## PROBLEM REQUIREMENTS
Copy the material below word for word, from its first line up to and including the line with "Give the mask".

## MATERIAL SHOWN
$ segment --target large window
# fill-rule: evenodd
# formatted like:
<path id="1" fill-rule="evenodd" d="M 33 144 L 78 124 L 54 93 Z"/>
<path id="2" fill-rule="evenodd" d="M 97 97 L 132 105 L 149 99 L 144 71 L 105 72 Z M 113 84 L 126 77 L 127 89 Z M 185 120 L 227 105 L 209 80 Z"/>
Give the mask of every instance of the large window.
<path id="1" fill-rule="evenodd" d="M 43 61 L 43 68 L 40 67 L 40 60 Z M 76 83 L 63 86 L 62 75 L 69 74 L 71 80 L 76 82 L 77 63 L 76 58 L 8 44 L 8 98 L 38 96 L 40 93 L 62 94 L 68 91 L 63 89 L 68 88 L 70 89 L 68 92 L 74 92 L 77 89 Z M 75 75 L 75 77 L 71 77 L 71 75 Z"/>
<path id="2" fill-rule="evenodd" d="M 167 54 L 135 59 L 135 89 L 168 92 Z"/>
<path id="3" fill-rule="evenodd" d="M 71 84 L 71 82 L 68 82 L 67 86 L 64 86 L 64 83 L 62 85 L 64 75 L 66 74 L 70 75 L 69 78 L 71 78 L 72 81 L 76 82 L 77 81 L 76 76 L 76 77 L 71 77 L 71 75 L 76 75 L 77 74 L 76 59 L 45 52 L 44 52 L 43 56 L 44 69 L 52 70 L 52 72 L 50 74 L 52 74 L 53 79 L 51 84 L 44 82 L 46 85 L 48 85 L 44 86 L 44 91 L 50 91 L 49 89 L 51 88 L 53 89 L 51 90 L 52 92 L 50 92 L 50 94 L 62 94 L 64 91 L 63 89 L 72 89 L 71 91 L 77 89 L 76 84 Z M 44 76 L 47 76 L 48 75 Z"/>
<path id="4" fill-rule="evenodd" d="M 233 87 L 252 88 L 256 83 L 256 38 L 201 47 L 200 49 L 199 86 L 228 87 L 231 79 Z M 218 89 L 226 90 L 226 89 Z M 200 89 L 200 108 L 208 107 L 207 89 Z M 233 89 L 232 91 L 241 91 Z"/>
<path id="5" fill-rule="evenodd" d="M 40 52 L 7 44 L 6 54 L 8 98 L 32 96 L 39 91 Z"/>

## RESPONSE
$ segment --target large window
# fill-rule: evenodd
# formatted like:
<path id="1" fill-rule="evenodd" d="M 33 144 L 78 124 L 54 93 Z"/>
<path id="2" fill-rule="evenodd" d="M 97 97 L 132 105 L 149 99 L 144 71 L 105 72 Z M 113 84 L 126 77 L 127 89 Z M 185 120 L 227 105 L 209 80 Z"/>
Give the mask of every instance of the large window.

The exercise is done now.